** What is being asked **
For each record below, set it down exactly but leave out any picture.

** Listed records **
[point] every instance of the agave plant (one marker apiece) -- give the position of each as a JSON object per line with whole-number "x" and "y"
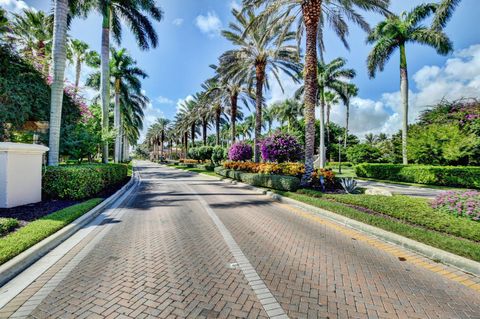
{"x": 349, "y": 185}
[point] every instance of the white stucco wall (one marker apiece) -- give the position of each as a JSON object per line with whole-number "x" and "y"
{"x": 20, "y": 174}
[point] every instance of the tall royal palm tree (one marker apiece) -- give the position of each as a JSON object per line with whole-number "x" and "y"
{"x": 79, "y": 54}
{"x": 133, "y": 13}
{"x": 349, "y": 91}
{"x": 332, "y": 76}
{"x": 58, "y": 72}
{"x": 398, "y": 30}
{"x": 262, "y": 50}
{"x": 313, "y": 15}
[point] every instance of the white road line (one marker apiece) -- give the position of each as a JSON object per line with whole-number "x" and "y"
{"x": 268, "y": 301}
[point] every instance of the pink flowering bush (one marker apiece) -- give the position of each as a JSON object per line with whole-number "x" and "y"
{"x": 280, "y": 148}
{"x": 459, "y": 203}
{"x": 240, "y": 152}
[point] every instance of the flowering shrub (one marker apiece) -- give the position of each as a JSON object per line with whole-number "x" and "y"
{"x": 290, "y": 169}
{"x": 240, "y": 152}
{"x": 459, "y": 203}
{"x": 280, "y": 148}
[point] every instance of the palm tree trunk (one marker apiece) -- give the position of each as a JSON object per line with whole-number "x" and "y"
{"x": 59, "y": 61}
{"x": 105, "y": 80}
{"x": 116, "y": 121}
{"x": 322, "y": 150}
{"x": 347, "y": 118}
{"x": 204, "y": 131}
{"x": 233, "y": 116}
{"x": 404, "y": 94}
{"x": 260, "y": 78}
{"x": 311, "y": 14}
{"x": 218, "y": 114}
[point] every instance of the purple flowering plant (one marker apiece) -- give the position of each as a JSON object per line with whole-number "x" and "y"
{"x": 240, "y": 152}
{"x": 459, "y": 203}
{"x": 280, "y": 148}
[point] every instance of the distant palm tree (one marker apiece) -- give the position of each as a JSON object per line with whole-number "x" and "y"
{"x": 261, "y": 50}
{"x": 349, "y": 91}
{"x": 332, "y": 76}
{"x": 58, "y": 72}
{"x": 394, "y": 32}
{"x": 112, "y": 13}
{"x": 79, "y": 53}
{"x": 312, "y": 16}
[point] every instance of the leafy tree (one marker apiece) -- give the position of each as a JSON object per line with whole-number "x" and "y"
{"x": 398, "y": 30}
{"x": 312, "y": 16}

** Answer to this task **
[point] every instance of the agave plant (one marker apiece) -- give the position of each as a JSON object per line with whole-number "x" and "y"
{"x": 349, "y": 185}
[point] every instance of the white stucco wall (one marker apiece) -- give the position of each as a JSON object per line with whole-number "x" and "y"
{"x": 20, "y": 174}
[point] every instance of the tall royal palm tree (one marker apiece) -- give the position of each as a JSON object per line with whole-number "x" and "y"
{"x": 79, "y": 54}
{"x": 133, "y": 13}
{"x": 349, "y": 91}
{"x": 332, "y": 76}
{"x": 58, "y": 72}
{"x": 398, "y": 30}
{"x": 262, "y": 50}
{"x": 313, "y": 15}
[point] every instance of the white road line (one marker apiece) -- give the position of each as a JSON object per line with whole-number "x" and "y"
{"x": 268, "y": 301}
[point] every instance of the pink flowering bush (one marker apiece) -- give the position of each as a JSON object per line with whole-number "x" and "y"
{"x": 280, "y": 148}
{"x": 459, "y": 203}
{"x": 240, "y": 152}
[point] every instance of the flowering shrub (one marker apiece) -- give the position of each as a JSON object per line with whole-number "x" and "y"
{"x": 290, "y": 169}
{"x": 240, "y": 152}
{"x": 459, "y": 203}
{"x": 280, "y": 148}
[point] every instance of the palm tree trunk (one marker apiece) -- give the position of each as a JSON object per line with whole-number "x" and "y"
{"x": 59, "y": 61}
{"x": 105, "y": 80}
{"x": 116, "y": 121}
{"x": 322, "y": 150}
{"x": 347, "y": 118}
{"x": 204, "y": 131}
{"x": 233, "y": 116}
{"x": 404, "y": 94}
{"x": 260, "y": 78}
{"x": 311, "y": 14}
{"x": 218, "y": 114}
[point] every instance of the purple flowering plant (one marker apiece) -- give the position of each as a JSON object per line with whole-number "x" and "y"
{"x": 240, "y": 152}
{"x": 459, "y": 203}
{"x": 280, "y": 148}
[point] every instance of the distant palm tree (one marker apiece) -- give the position of each as a JSON object per line with whole-number "x" and "y"
{"x": 261, "y": 50}
{"x": 349, "y": 91}
{"x": 332, "y": 76}
{"x": 58, "y": 72}
{"x": 394, "y": 32}
{"x": 112, "y": 13}
{"x": 79, "y": 53}
{"x": 312, "y": 16}
[point] every instance of the leafy tree (one marker apiece) -- give the position of each as a JSON object per line with whole-number "x" and "y"
{"x": 398, "y": 30}
{"x": 312, "y": 16}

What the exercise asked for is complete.